Set down, word for word, the part of the Metro Manila Film Festival commentary below that starts with "As some movie" and goes on through "cultures and politics.".

# Excerpted passage:
'''

There is always something apocalyptic about the annual Metro Manila Film Festival (MMFF). As there is always something indescribably non-inspirational and threatening about the announcement of the kinds of films that qualify in the notorious festival. Well, notorious for those of us—and there is a significant number of us—who feel the whole shebang is really a glorified fund-raiser, a term I borrow from those who have the prescience to see through this MMFF.
One always gets this sense that a big instrument or institution has set up a platform, a stage, for films with superfluous and sure promise of box-office returns. Commerce and certainly not art and any semblance of original storytelling, critical positions or any daring new filmic directions are promised.
When was it that a new selection committee and, eventually, a different group of jurors were ordained to oversee the MMFF? At the end of the festival, a vociferous call for non-intellectual films or “good films” was called.
As some movie directors claim, filmmaking is a business. Now there is no question about that. As some directors also claim, filmmaking has become an art form, an ideology, a politics. Now, there is no question about that either. Films have evolved also from being merely entertainment; films have become teaching tools. This is the very reason why films of any kind are used in classrooms to teach about societies, cultures and politics.
The question arises and the doubt comes with it when government institutions, bodies that are supposed to use films and other art forms to teach, enlighten or allow the people to have the critical faculties, use their power to enable producers to make films for the sole purpose of “entertainment,” and, in the process, earn for the producers wealth. All this at the expense of the purpose of the government to use the arts for something more ennobling. All this at the expense of the moviegoers who are (or are we not yet aware of this?) not given any choices each year, when Christmas day falls upon us like a nugget of gold we do not have a share in.
There lies the very sin of this film festival. Each year, the government makes the viewing of commercial films, by default, compulsory. There it is, that word—“compulsion.” There are no other films to choose from aside from these Filipino films. There are no other films (except for a film or two) good enough in the sense of rewarding the Filipino audience with laughter that comes at a very high price.

'''

# Entries:

'''

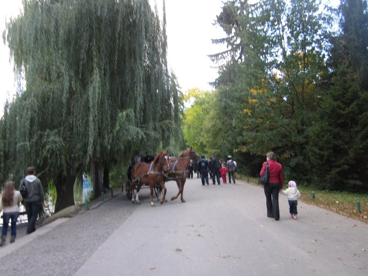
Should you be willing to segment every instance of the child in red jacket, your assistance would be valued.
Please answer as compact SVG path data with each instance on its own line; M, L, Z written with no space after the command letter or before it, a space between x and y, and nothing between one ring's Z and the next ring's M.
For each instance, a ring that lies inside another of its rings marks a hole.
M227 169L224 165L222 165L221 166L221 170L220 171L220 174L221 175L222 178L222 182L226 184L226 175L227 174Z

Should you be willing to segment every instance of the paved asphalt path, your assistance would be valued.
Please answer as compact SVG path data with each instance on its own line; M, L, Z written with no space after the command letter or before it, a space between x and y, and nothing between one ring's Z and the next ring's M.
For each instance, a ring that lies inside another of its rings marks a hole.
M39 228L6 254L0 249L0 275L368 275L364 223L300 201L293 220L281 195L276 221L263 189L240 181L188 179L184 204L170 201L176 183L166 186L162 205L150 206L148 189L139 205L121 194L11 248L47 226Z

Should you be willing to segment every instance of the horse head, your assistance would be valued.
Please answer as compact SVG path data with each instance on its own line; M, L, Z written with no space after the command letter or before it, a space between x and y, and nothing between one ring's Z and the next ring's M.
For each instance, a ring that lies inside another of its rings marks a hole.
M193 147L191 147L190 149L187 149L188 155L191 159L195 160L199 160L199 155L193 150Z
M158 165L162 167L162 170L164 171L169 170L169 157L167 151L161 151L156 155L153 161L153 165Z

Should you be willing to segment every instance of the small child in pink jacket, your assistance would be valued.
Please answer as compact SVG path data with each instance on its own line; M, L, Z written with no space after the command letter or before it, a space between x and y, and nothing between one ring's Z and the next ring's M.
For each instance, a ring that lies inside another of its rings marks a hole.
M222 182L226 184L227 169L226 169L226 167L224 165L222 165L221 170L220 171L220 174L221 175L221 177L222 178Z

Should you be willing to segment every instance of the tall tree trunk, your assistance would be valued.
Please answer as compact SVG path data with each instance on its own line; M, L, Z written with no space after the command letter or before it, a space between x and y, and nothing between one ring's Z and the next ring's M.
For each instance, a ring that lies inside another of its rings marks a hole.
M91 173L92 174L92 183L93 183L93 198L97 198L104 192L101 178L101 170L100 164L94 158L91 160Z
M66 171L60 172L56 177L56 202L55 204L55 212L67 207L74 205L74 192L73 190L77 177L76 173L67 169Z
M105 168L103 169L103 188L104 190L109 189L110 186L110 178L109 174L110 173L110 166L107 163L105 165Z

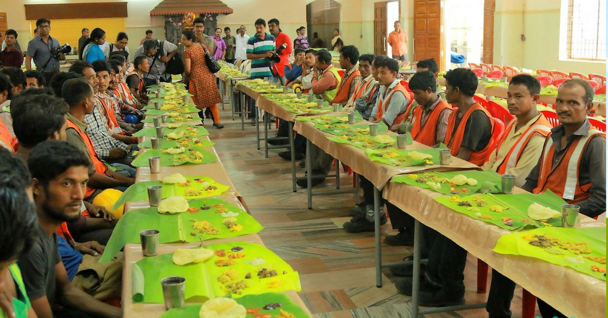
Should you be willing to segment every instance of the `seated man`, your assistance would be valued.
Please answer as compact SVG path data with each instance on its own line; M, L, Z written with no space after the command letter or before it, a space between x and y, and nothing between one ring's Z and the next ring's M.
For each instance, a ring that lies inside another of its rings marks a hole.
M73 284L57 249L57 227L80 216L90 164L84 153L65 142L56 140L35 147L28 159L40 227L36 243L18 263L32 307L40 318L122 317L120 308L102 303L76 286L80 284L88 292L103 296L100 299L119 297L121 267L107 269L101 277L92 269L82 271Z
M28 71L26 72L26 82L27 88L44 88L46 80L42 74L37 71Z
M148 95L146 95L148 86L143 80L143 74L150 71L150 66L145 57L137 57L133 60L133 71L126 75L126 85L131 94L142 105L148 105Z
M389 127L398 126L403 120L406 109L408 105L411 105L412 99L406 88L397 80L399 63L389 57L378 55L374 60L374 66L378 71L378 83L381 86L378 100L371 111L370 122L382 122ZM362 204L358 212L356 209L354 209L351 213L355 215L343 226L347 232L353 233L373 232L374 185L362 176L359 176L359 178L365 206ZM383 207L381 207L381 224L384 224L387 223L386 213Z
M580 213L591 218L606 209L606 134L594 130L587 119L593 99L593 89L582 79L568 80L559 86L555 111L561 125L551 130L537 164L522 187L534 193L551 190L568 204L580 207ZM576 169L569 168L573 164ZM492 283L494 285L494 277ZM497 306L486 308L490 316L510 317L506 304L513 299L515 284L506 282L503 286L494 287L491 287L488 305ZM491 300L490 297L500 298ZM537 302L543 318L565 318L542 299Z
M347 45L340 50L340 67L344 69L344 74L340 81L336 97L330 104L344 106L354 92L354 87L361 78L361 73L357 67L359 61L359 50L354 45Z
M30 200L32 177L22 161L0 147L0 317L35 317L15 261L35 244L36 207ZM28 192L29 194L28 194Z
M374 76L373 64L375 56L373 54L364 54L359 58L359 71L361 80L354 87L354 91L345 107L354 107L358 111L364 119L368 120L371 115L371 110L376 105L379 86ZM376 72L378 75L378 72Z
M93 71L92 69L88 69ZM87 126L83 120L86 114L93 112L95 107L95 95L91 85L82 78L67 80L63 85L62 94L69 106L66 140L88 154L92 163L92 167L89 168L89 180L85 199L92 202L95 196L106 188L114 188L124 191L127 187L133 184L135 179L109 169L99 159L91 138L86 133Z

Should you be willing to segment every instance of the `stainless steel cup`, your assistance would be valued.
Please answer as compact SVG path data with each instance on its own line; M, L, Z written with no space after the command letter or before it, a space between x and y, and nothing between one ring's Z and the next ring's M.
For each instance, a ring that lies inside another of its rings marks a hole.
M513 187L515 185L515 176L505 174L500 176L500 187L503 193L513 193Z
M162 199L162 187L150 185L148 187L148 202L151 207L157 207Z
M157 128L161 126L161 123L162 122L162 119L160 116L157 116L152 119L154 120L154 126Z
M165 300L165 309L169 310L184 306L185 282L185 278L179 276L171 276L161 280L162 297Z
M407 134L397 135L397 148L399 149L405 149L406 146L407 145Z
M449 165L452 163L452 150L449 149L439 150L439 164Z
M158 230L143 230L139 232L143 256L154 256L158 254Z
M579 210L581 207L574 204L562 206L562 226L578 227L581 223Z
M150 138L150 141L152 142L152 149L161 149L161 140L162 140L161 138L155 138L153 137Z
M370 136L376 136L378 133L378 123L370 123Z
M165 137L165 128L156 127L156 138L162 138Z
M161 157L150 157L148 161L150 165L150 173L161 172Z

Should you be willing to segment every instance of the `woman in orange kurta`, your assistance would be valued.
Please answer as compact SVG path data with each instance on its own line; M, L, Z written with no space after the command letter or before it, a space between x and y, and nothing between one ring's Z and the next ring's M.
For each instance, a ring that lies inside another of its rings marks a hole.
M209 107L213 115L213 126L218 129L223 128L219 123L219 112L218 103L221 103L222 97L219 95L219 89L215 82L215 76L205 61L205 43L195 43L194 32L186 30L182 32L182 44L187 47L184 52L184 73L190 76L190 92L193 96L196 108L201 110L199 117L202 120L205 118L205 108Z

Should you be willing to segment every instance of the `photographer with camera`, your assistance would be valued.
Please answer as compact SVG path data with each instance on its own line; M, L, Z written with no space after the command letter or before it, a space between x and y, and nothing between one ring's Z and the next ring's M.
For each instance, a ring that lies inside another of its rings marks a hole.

'''

# Solution below:
As some movie directors claim, filmmaking is a business. Now there is no question about that. As some directors also claim, filmmaking has become an art form, an ideology, a politics. Now, there is no question about that either. Films have evolved also from being merely entertainment; films have become teaching tools. This is the very reason why films of any kind are used in classrooms to teach about societies, cultures and politics.